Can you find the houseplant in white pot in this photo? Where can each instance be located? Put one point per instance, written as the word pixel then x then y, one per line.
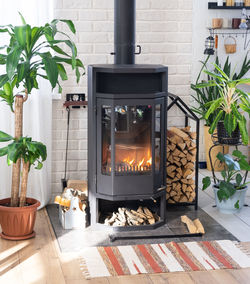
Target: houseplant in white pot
pixel 32 52
pixel 206 95
pixel 230 191
pixel 230 108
——————————
THE TASK
Swap every "white pot" in the lines above for "ceramic planter", leaving all other text unchanged, and write the lines out again without the pictures.

EXERCISE ANSWER
Can you find the houseplant in ceramic planter in this photo? Where can each instance be located? Put one point per instance, written as the word pixel then x then y, one per line.
Target: houseplant in ceramic planter
pixel 32 52
pixel 206 95
pixel 230 191
pixel 230 108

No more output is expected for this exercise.